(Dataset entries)
══════════

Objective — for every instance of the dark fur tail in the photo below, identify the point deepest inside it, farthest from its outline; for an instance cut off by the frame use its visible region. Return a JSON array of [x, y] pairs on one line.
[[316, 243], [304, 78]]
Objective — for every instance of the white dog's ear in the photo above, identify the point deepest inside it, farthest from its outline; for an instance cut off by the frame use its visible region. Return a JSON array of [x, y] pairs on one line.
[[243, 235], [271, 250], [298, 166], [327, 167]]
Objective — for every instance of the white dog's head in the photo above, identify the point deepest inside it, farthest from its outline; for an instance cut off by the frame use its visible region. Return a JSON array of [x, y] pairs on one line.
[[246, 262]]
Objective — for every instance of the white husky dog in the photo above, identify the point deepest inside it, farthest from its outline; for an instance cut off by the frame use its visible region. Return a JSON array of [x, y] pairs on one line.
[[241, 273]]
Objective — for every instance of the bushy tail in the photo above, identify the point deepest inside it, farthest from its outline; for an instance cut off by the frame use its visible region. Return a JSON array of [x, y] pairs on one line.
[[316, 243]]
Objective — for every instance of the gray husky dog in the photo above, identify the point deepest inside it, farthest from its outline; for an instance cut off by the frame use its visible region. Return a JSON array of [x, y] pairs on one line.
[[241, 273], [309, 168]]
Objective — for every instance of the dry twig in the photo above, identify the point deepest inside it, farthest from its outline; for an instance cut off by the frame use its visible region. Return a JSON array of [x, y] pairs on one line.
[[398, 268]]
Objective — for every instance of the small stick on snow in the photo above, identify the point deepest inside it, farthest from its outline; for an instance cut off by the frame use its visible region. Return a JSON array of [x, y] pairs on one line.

══════════

• **About this exercise**:
Repeat every entry above exactly, leaving nothing out.

• **Answer to this task**:
Objective — for every instance of the dark fur tail in the photo below, identify the point deepest inside it, farthest from its outline; for an instance cut off by the frame use its visible region. Return a JSON array of [x, y] pairs on one line.
[[316, 243], [304, 78]]
Objective — for every instance of the white dog's ear in the photo above, identify the point deepest inside it, farthest from its outline; for an instance cut off by the frame use its visible region. Return a JSON array of [x, y] pairs on one line.
[[243, 235], [271, 250], [298, 166], [327, 167]]
Objective — for every instance of the white dog's head in the photo above, identify the point deepest inside it, farthest from its outline; for an instance cut off by the frame use its visible region. Return a JSON array of [x, y] pairs on one line.
[[246, 262]]
Objective — for every instance of the white husky dog in the photo above, identify the point deepest inside it, farthest from its outline; for an instance cut off by the frame use its visible region. Return a JSON array of [x, y] pairs on one line.
[[241, 273]]
Objective — for every instance of the bushy tail in the photo above, identify the point deepest inside it, farthest from its outline; for an instance cut off by the frame use its visible region. Return a JSON array of [x, y] pairs on one line.
[[316, 243]]
Objective — for every instance of the gray husky dog in the photo above, identify the point deepest inside it, farthest from its outline; for an instance cut off by the frame use its visible region. Return a JSON array of [x, y] pairs on one line.
[[241, 273], [309, 168]]
Objective — for every instance of the dry twig in the photo above, identify the point deepest inside it, farthest from its outline; for an instance cut off by the frame use its visible region. Return a JSON array of [x, y] pairs on one line.
[[398, 268]]
Objective — for every instance of the small stick on snow in the photo above, identify the point deepest inside it, farthest from its outline; for an instance cut off by the frame use its visible region. Return a JSON array of [x, y] pairs on one line.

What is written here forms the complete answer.